Could you set down the full listing, unchanged?

| INPUT DATA |
=======

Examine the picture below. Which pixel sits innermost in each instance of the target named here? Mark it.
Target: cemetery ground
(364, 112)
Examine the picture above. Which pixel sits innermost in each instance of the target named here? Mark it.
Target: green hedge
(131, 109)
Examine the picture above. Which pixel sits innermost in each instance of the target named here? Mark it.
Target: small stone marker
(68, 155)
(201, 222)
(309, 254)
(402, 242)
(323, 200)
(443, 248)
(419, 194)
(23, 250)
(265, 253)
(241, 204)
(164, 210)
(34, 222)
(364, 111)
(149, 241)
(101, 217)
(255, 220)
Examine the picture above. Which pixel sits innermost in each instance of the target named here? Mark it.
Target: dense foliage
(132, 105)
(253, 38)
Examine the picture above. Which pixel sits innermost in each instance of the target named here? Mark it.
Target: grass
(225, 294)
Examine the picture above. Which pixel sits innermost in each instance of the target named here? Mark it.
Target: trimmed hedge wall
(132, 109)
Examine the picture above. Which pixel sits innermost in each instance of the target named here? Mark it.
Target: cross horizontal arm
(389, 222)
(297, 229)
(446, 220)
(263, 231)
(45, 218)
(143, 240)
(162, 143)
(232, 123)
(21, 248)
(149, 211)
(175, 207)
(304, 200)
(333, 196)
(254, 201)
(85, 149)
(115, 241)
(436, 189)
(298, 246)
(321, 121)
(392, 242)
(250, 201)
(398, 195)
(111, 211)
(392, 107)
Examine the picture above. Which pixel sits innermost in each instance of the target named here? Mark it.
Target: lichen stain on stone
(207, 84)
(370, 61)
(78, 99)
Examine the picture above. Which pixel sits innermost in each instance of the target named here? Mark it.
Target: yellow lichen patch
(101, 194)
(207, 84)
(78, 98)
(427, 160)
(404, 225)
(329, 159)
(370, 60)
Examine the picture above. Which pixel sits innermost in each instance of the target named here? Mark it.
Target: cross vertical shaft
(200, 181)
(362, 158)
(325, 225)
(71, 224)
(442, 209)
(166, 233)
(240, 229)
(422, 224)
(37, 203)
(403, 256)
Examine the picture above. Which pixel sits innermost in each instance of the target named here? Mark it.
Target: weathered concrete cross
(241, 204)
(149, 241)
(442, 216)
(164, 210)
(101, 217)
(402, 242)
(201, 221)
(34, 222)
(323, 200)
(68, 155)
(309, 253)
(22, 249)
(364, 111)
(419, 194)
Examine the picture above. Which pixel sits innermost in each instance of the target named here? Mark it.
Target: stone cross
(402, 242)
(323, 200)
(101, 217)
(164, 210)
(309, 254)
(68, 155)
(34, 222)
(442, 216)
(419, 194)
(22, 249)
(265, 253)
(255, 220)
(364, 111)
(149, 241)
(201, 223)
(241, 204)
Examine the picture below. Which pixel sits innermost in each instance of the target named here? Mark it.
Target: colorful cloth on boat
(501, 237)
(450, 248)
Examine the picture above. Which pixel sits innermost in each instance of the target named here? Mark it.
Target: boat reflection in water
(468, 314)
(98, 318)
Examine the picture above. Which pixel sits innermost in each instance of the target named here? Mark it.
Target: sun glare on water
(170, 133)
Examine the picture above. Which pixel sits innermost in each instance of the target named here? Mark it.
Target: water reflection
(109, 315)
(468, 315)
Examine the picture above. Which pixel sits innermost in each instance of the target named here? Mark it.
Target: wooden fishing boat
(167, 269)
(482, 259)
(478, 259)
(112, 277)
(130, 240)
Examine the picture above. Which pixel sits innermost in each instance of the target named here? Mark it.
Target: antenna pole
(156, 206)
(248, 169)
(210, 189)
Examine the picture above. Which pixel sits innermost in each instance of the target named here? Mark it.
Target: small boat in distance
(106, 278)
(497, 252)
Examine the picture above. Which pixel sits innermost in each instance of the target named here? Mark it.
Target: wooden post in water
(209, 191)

=======

| RESULT |
Examine the picture below. Which pixel sits innermost in each instance of the target named here? Mark it.
Target: cemetery ground
(364, 112)
Examine the picture above. Which pixel sits innermost in each instance of the target named here? Mark it.
Target: green hedge
(131, 109)
Examine the picture above. Which pixel sits innermost in each instance of the target named here? Mark it.
Target: small stone marker
(68, 155)
(201, 222)
(309, 254)
(402, 242)
(323, 200)
(443, 248)
(419, 194)
(23, 250)
(265, 253)
(241, 204)
(164, 210)
(34, 222)
(364, 111)
(149, 241)
(101, 217)
(255, 220)
Examine the picture above. Which pixel sits innermost in each instance of the target named here? Mark it.
Target: dense foliage
(132, 105)
(253, 38)
Examine the picture above. Which pixel sits innermost in each instance of the target named here? Mark it.
Target: grass
(225, 294)
Examine the picture above. Which pixel sits innermost in each instance of the target named here? Mark it.
Target: trimmed hedge wall
(132, 109)
Examine the picture above. Which pixel sits innermost in each instance of the target named here? Mark it.
Target: cross horizontal arm
(389, 222)
(297, 229)
(446, 220)
(263, 231)
(45, 218)
(143, 240)
(162, 143)
(232, 123)
(21, 248)
(149, 211)
(175, 207)
(304, 200)
(333, 196)
(254, 201)
(85, 149)
(115, 241)
(436, 189)
(298, 246)
(321, 121)
(392, 242)
(250, 201)
(398, 195)
(111, 211)
(392, 107)
Examine the picture above. Which pixel sits innermost in each instance of the target named here? Mark it.
Target: lichen stain on stone
(207, 84)
(370, 61)
(78, 99)
Examine the picture above. Which pixel sits innermost in each instance of the target named here? Mark it.
Target: yellow lichen patch
(101, 194)
(207, 84)
(78, 98)
(427, 160)
(404, 225)
(329, 159)
(370, 60)
Examine the picture above. Which pixel sits innermost in each instance of the target named here? Mark it.
Target: cross vertical shaft
(200, 181)
(362, 158)
(325, 225)
(71, 224)
(442, 209)
(166, 233)
(240, 229)
(422, 224)
(37, 203)
(403, 256)
Examine the picture above. Which pixel sits innermost in each instance of the target named here? Mark it.
Target: weathered concrete cross
(241, 204)
(149, 241)
(442, 216)
(164, 210)
(101, 217)
(402, 242)
(201, 221)
(34, 222)
(323, 200)
(68, 155)
(309, 253)
(22, 249)
(364, 111)
(419, 194)
Examine the picture above. Which pixel sits innermost in each instance of the target named here? Mark it.
Target: stone cross
(402, 242)
(323, 200)
(101, 217)
(164, 210)
(309, 254)
(68, 155)
(34, 222)
(442, 216)
(419, 194)
(22, 249)
(265, 253)
(255, 220)
(364, 111)
(149, 241)
(201, 223)
(241, 204)
Examine the picture below. Which pixel sits innermost in each instance of the target named here? Mark it.
Target: colorful cloth on boat
(501, 237)
(450, 248)
Examine the picture above. Which pixel sits innermost in each instance of the target named here? Mark it.
Target: boat reflection in water
(468, 314)
(98, 318)
Examine the picture above. Which pixel sits innermost in each instance of the target named here? Mark it.
Target: sun glare on water
(170, 133)
Examine the picture above. Which pixel sits innermost in each instance of the target named here? Mark it.
Target: water reflection
(109, 315)
(468, 315)
Examine the picture above. Which pixel sits innermost in each instance of the target named here? Mark it.
Target: wooden fishing boat
(167, 269)
(482, 259)
(478, 259)
(112, 277)
(130, 240)
Examine the picture above. Which pixel sits innermost in each instance of the target named here? Mark it.
Target: antenna pole
(156, 206)
(248, 169)
(210, 189)
Examine the picture above. Which pixel sits innermost in each instance of the target named here? Mark it.
Target: small boat in distance
(106, 278)
(497, 252)
Examine the picture above. Which pixel sits innermost in each instance of the target named here? Mark it.
Target: wooden post in water
(209, 191)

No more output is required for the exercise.